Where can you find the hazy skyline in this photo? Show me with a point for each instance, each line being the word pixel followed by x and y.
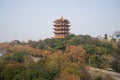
pixel 33 19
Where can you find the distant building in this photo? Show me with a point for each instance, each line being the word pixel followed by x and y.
pixel 61 27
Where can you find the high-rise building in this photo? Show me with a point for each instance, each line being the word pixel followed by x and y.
pixel 61 27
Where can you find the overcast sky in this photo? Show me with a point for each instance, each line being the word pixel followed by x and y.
pixel 33 19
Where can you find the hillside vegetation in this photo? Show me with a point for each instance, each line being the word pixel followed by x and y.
pixel 58 59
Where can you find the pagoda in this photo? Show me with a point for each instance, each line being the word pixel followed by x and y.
pixel 61 27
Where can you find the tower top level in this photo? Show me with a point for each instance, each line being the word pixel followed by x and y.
pixel 61 27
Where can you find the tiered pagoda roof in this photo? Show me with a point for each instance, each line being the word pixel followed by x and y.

● Task prompt: Rewrite every line of the listing above as a numbered list, skipping blank lines. Leave the pictures out.

● Exercise output:
1. Where can you find the hazy skyline in this photo? Show me with a point for each instance, each line being the word pixel followed by x and y.
2. pixel 33 19
3. Where can you find the distant building in this photo? Show me with a point for each instance, each line being the word pixel followed by x and y.
4. pixel 61 27
5. Where can you find the high-rise building in this photo? Show me with a point for each instance, each line being the word pixel followed by x and y.
6. pixel 61 27
7. Where can you find the overcast sky in this photo? Show me with a point for each instance, each line being the word pixel followed by x and y.
8. pixel 33 19
9. Where can you find the hillside vegetation in this photo? Show me with a point for each instance, each line being the word pixel followed by x and y.
10. pixel 58 59
11. Where can you find the pagoda in this photo? Show me with a point for each instance, each line being the word pixel followed by x and y.
12. pixel 61 27
13. Where can you find the tower top level in this photo? Show me with a point for each instance, each line being the word pixel followed by x and y.
14. pixel 61 27
15. Where can you find the tiered pagoda roof in this photo? Show me with a point for each instance, each line being the word pixel followed by x and y.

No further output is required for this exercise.